Set problem: Reproduce the lines below word for word, from the line containing "# point at: beige" up to and including the line containing "Target: pan interior". Copy only those lines.

★ ★ ★ ★ ★ ★ ★

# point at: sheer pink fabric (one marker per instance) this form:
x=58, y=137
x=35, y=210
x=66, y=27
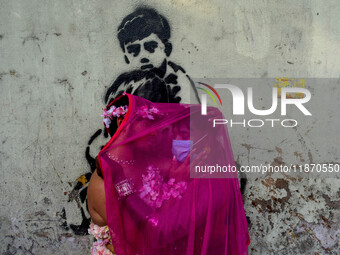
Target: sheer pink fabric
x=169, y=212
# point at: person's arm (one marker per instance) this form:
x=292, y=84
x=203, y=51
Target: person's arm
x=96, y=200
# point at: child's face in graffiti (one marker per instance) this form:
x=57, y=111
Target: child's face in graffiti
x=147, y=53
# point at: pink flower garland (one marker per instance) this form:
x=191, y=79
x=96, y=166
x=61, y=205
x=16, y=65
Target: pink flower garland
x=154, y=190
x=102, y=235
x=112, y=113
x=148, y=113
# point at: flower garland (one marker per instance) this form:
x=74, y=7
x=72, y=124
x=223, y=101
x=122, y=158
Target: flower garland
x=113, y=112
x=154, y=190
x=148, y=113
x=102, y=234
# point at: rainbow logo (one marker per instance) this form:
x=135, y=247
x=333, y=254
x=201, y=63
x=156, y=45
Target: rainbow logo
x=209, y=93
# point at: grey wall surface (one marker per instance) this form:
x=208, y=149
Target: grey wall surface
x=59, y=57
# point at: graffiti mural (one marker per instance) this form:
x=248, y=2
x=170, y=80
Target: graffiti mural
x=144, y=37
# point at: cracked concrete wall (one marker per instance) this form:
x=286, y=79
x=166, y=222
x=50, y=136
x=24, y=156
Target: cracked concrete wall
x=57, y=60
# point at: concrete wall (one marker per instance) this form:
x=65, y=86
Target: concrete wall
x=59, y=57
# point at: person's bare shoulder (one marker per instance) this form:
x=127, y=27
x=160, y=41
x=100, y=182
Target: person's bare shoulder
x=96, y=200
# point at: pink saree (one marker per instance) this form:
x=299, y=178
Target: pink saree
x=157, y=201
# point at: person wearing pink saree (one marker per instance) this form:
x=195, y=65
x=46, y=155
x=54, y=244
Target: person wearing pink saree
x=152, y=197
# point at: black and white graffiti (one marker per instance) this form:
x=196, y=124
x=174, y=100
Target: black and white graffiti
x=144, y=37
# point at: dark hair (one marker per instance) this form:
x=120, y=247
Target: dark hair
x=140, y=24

★ ★ ★ ★ ★ ★ ★

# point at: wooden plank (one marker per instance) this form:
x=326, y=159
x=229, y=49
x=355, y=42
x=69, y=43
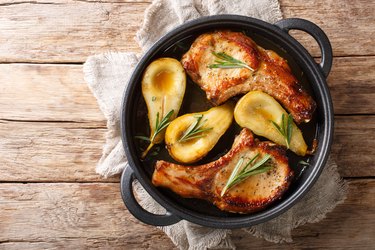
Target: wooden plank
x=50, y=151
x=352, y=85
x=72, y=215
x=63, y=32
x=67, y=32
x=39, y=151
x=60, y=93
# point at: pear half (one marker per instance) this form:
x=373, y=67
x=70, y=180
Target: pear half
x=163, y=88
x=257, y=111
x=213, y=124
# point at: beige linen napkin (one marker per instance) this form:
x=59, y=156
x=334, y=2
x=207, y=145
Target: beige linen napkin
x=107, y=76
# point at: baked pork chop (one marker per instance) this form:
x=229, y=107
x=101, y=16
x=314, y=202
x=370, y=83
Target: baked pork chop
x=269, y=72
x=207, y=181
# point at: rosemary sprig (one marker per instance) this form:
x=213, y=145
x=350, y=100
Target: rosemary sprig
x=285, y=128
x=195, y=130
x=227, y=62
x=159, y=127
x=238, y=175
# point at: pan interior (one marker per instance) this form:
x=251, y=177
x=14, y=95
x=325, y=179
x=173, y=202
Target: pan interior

★ ★ ★ ★ ★ ★ ★

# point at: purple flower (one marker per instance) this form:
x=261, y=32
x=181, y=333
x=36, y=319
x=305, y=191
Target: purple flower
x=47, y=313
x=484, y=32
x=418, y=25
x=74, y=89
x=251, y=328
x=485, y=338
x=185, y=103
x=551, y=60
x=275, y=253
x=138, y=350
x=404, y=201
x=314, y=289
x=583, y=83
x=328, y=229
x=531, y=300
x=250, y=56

★ ★ ★ ★ ★ ★ ★

Exercise answer:
# point at: beige linen napkin (one marker per instance) this form:
x=59, y=156
x=334, y=2
x=207, y=145
Target: beige linen napkin
x=107, y=76
# point at: baked pork chop (one marker per instance) this form:
x=229, y=107
x=101, y=16
x=314, y=202
x=370, y=83
Target: baked pork chop
x=269, y=72
x=207, y=181
# point at: rosemary sprig (one marker per instance) this form:
x=213, y=145
x=350, y=100
Target: rosemary sprig
x=285, y=128
x=195, y=130
x=227, y=62
x=159, y=127
x=238, y=175
# point at: pan interior (one marker per instance) this form:
x=251, y=177
x=14, y=95
x=325, y=179
x=173, y=202
Target: pan interior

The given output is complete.